# [Direction]
Convert every line of the items below into a Markdown table with the columns Row and Line, numbering each row and omitting blank lines.

# [Data supplied]
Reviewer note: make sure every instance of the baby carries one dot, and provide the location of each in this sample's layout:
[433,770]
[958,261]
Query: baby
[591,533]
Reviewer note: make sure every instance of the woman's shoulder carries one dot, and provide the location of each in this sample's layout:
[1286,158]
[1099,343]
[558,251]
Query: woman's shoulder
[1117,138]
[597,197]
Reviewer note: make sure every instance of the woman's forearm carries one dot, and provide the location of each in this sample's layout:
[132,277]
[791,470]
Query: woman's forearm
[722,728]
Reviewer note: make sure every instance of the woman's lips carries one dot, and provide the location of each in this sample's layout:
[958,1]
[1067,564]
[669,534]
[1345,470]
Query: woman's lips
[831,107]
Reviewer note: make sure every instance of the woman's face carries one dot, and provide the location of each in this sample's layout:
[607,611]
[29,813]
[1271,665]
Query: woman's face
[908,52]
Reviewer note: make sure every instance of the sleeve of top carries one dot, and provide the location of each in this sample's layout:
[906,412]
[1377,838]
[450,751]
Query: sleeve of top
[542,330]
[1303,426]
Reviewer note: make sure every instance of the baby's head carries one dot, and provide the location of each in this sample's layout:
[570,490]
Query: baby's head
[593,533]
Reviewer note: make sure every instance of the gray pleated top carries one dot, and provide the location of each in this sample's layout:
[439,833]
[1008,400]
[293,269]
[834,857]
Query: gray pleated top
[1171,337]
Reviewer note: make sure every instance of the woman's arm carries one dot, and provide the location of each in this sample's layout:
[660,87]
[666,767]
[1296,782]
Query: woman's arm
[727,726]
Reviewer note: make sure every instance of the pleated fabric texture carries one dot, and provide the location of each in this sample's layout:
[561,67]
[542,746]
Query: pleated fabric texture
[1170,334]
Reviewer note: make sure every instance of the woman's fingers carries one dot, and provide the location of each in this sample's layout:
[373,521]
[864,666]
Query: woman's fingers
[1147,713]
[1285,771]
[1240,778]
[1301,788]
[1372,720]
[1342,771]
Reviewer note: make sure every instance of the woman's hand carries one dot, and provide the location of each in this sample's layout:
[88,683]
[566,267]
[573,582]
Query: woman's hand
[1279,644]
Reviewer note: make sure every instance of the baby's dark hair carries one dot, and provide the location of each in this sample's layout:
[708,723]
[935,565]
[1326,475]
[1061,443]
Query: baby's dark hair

# [Answer below]
| Row | Line |
|---|---|
| 1 | Reviewer note: make sure every instance of the baby carries one dot, and provide the location of each in this sample's layout: |
| 2 | [433,770] |
| 3 | [958,261] |
| 4 | Query: baby |
| 5 | [591,533] |
| 6 | Reviewer note: make sure every instance of the woman's shoulder carries one dot, and provide the location of each in this sample's layout: |
| 7 | [1286,158] |
| 8 | [1099,343] |
| 9 | [558,251] |
| 10 | Query: woman's shoulder |
| 11 | [1117,138] |
| 12 | [597,197] |
| 13 | Reviewer note: make sure every instance of the woman's forearm carries one dot, and provide the location of each in this sample's layout: |
| 14 | [132,277] |
| 15 | [791,470] |
| 16 | Query: woman's forearm |
| 17 | [722,728] |
| 18 | Reviewer note: make sure every instance of the woman's lips carries one dot, and provide the location of each in this sample's layout: |
| 19 | [958,1] |
| 20 | [1067,564] |
| 21 | [669,534] |
| 22 | [1345,470] |
| 23 | Query: woman's lips |
| 24 | [831,107] |
| 25 | Reviewer note: make sure every instance of the woman's face carries one dot, and provide the location of each in this sample's layout: |
| 26 | [607,611] |
| 27 | [29,813] |
| 28 | [1271,665] |
| 29 | Query: woman's face |
| 30 | [908,52] |
| 31 | Reviewer note: make sure every instance of the sleeve of top carries one dot, and provide the location of each in this sample's layout: |
| 32 | [906,412] |
| 33 | [1377,838] |
| 34 | [450,751] |
| 35 | Query: sleeve of top |
| 36 | [542,330] |
| 37 | [1303,426] |
| 38 | Reviewer note: make sure every instance of the baby's head carries one dot, and provide the location of each in this sample's layout: |
| 39 | [570,490] |
| 40 | Query: baby's head |
| 41 | [593,533] |
| 42 | Reviewer note: make sure every instance of the gray pleated top carries one dot, and provide the location of each in this sample's layout: |
| 43 | [439,833] |
| 44 | [1008,400] |
| 45 | [293,269] |
| 46 | [834,857] |
| 47 | Query: gray pleated top |
| 48 | [1171,337] |
| 49 | Reviewer note: make sure every instance of the woman's arm carries one dot, and provide the location of each in this sample's layout: |
| 50 | [660,87] |
| 51 | [666,767] |
| 52 | [1296,782] |
| 53 | Query: woman's arm |
| 54 | [727,726] |
| 55 | Reviewer note: make sure every instance of the pleated fabric texture carries one dot, and provide the location of each in this sample's layout: |
| 56 | [561,67] |
| 57 | [542,746] |
| 58 | Query: pleated fabric texture |
| 59 | [1170,334] |
| 60 | Reviewer note: make sure every instance of the woman's fingers carries one dot, and provide the location of each in this sample's layout: |
| 61 | [373,521] |
| 62 | [864,666] |
| 63 | Query: woman's fingers |
| 64 | [1147,713] |
| 65 | [1285,771] |
| 66 | [1240,778] |
| 67 | [1301,788] |
| 68 | [1372,720] |
| 69 | [1342,771] |
| 70 | Reviewer note: make sure every instance of the woman's hand carries one dot, and provide the location of each in this sample's layout: |
| 71 | [88,683] |
| 72 | [566,267] |
| 73 | [573,582] |
| 74 | Query: woman's hand |
| 75 | [1279,644] |
| 76 | Reviewer note: make sure every instance of the baby's dark hair carries one dot, and provide the location of each in this sample's layout: |
| 77 | [708,723] |
| 78 | [935,565] |
| 79 | [1326,475] |
| 80 | [1061,443] |
| 81 | Query: baby's dark hair |